Source data:
* start *

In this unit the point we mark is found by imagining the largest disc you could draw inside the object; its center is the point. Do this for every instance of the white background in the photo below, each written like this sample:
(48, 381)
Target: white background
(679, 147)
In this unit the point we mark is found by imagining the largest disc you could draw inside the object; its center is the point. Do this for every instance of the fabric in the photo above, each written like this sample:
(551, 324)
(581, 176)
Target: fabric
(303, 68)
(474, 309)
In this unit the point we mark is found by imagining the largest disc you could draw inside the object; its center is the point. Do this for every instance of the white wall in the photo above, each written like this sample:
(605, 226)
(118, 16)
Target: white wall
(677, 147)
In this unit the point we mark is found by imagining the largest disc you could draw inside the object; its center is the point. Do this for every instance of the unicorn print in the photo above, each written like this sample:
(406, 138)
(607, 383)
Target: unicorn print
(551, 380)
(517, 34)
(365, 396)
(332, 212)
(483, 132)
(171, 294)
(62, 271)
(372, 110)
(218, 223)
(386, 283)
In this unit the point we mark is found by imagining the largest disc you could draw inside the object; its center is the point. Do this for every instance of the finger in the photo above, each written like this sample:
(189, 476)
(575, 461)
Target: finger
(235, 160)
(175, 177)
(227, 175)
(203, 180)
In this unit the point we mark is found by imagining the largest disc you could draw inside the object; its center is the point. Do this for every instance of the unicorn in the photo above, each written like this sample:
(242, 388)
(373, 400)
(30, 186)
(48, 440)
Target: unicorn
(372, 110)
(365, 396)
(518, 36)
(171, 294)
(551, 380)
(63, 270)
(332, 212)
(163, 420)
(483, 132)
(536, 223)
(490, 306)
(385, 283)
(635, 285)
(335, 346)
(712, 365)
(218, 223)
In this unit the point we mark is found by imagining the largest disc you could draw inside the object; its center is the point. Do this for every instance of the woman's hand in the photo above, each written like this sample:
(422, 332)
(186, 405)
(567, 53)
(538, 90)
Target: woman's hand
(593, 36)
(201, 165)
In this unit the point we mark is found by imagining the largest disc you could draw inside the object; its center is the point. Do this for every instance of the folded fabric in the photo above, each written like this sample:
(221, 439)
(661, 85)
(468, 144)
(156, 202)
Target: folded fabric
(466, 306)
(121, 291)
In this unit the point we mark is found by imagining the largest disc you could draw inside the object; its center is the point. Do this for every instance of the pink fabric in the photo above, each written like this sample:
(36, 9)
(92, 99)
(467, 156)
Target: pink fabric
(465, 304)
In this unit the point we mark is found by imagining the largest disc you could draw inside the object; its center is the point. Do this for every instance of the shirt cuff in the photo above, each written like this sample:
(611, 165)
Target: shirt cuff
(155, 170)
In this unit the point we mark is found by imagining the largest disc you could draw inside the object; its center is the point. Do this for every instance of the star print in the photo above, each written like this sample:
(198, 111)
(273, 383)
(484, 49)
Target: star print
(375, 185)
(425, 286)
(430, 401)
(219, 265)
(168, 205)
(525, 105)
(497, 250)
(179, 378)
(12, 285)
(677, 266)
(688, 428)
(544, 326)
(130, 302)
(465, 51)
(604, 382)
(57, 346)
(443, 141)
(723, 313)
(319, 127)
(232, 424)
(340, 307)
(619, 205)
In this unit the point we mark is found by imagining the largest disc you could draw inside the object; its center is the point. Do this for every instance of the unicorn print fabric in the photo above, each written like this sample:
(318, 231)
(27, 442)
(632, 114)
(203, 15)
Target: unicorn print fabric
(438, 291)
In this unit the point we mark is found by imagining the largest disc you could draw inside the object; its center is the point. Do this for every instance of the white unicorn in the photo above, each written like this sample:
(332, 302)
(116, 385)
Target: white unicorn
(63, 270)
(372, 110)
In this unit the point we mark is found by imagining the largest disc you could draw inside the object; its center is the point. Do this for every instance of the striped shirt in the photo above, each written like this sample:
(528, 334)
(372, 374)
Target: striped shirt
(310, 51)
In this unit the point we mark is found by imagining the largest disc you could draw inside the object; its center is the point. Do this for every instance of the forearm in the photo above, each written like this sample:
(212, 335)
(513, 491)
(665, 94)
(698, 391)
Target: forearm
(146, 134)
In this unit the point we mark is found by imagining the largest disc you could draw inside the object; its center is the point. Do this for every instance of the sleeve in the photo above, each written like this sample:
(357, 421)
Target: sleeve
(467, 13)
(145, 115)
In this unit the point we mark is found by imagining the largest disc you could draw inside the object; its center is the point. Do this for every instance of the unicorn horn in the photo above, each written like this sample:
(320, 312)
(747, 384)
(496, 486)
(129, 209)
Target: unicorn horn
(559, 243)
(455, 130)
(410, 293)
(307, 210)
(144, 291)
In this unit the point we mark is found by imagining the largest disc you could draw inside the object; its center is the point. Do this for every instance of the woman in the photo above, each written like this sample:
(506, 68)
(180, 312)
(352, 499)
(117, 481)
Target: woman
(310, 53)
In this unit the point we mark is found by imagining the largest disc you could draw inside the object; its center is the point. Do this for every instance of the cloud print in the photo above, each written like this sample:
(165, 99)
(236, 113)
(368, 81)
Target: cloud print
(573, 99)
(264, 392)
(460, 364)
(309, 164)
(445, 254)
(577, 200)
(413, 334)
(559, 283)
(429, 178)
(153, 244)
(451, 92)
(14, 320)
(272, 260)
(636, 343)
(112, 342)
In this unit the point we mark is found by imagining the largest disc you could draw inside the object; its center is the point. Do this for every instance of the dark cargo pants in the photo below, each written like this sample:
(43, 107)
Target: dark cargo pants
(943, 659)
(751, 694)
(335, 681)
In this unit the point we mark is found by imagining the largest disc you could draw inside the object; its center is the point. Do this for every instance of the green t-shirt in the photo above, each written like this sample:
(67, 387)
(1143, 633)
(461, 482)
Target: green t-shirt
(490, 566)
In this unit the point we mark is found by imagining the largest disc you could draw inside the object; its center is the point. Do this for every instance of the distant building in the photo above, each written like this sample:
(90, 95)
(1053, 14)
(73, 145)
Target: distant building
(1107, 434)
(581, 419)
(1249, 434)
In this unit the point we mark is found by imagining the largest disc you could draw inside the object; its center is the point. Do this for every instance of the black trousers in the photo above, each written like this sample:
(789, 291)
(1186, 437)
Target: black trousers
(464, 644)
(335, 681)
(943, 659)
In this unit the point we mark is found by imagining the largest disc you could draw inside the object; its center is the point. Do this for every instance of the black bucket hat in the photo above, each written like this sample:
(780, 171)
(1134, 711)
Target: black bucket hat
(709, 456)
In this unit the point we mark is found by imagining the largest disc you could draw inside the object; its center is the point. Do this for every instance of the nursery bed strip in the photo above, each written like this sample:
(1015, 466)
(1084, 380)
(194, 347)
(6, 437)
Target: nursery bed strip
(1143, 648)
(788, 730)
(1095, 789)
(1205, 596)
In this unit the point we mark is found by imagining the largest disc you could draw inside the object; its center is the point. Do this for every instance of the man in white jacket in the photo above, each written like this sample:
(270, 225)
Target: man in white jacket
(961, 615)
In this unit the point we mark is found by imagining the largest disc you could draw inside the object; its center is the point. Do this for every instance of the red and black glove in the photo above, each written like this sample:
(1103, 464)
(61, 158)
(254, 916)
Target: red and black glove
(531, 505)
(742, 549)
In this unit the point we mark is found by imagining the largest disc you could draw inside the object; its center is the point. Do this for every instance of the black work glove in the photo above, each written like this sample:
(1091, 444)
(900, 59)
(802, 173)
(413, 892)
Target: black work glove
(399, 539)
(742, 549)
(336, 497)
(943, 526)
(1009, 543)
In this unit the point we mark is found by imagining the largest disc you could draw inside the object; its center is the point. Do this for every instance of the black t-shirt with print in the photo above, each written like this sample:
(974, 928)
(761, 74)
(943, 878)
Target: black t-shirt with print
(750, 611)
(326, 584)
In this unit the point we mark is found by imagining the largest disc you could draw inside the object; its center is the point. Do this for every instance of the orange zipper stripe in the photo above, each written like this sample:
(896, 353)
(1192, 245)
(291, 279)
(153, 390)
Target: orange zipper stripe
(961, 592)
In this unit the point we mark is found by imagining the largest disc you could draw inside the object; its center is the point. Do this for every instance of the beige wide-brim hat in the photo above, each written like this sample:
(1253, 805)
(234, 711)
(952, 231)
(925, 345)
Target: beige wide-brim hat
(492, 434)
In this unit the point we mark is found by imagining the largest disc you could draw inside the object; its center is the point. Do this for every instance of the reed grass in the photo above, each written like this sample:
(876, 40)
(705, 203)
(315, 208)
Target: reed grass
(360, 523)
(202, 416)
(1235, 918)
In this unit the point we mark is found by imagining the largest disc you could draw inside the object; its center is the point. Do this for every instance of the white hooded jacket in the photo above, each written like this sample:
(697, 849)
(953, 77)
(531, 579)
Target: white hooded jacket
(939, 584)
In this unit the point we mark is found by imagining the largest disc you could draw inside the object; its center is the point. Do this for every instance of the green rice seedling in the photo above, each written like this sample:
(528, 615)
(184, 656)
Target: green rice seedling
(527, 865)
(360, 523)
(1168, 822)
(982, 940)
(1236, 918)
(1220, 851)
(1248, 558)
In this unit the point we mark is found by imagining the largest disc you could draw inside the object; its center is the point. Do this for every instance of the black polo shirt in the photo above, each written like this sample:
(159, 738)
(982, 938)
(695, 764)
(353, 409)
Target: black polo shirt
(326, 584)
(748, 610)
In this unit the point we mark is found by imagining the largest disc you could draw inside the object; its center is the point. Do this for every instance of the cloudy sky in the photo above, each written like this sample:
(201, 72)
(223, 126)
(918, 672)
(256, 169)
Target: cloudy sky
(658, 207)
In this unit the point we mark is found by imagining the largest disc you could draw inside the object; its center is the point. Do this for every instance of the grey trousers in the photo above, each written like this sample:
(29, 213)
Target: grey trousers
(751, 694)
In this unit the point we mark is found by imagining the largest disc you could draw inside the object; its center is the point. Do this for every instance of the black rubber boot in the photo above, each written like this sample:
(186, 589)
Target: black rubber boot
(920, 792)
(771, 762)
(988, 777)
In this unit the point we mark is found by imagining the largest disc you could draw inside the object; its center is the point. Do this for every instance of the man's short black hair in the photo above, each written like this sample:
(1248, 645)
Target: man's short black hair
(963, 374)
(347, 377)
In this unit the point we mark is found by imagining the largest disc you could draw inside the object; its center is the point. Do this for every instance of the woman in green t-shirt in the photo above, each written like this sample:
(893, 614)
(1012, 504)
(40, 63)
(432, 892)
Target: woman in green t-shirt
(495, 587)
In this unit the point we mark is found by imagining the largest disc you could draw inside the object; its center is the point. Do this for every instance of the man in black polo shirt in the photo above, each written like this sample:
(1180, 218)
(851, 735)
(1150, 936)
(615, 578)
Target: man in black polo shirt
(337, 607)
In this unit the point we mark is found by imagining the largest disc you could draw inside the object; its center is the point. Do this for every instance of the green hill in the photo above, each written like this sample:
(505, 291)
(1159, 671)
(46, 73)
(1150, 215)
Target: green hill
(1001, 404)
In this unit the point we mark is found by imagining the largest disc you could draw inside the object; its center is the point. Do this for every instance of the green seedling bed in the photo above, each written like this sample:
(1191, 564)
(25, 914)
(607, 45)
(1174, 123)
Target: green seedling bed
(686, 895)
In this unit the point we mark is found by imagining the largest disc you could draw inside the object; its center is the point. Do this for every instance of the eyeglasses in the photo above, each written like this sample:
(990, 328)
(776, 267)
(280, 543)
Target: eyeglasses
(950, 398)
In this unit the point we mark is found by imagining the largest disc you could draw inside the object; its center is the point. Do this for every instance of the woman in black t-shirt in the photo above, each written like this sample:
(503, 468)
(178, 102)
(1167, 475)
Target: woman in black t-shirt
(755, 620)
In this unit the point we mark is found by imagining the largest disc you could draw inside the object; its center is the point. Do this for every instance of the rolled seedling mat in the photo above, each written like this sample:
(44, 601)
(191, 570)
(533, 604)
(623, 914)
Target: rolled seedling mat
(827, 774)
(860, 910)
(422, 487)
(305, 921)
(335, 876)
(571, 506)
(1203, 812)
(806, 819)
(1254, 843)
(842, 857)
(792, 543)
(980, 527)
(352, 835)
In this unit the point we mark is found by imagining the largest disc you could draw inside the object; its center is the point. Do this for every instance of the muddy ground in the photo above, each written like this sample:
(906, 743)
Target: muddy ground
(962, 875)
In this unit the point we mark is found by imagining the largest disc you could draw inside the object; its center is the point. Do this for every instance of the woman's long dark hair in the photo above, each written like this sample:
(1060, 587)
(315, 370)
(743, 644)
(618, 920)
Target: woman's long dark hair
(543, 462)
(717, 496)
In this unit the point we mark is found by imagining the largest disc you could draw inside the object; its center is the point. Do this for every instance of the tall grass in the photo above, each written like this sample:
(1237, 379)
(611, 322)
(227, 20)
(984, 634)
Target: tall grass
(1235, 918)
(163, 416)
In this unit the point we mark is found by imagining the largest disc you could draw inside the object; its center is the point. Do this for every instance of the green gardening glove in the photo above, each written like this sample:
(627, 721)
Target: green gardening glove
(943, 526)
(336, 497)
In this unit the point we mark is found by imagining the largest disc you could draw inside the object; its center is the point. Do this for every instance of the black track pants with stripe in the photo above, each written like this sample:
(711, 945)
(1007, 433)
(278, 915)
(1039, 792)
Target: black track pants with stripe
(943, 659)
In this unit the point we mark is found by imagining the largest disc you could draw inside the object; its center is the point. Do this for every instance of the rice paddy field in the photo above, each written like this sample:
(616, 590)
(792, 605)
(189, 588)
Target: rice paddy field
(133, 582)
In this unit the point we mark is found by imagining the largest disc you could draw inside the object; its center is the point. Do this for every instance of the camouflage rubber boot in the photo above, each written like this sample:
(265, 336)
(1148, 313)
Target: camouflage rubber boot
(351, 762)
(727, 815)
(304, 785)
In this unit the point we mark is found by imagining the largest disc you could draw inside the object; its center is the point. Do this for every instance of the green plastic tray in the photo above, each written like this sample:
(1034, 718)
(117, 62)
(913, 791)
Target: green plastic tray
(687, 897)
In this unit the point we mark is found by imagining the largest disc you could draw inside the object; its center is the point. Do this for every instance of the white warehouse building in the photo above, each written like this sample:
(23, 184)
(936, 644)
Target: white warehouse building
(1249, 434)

* end *

Reproduce every line of the material in full, from the line containing "the black track" down to the end of the material, adding 107 to each coordinate in the answers.

In this unit the point we mark is found by imagining the largest disc you could draw inside the object; its center is the point. Do this for every instance of the black track pants with stripe in the photo above, each written like this sample:
(711, 945)
(1007, 433)
(278, 915)
(1039, 792)
Target: black track pants with stripe
(1050, 766)
In this unit the point we mark is found by imagining the largest disc you could draw inside the object; its center is the point. Do this for every instance of the rice paddy field in the photo above, each written like this sample:
(616, 590)
(792, 605)
(189, 588)
Target: rice paddy field
(240, 689)
In this unit the point we mark is found by imagining the largest disc you could draw inside the object; its center is the point. Do this for every instance of the camouflage rubber boot in the photo above, each written like this sample:
(265, 336)
(1148, 313)
Target: camouflage rubber boot
(458, 869)
(834, 922)
(411, 892)
In this unit the point we mark is found by imagining the largest disc you could draw inside the object; its center is the point. Do this for every instance of the green plastic tray in the photo above, each written like this sample:
(1034, 718)
(117, 62)
(913, 791)
Target: green plastic tray
(794, 1004)
In this unit the point we mark is found by imagining the largest disc you could draw inside the object; its center is the point. Do this for every instance of the white warehouse building in the photo above, each written like this sample:
(23, 184)
(936, 644)
Target: white warehouse building
(1356, 541)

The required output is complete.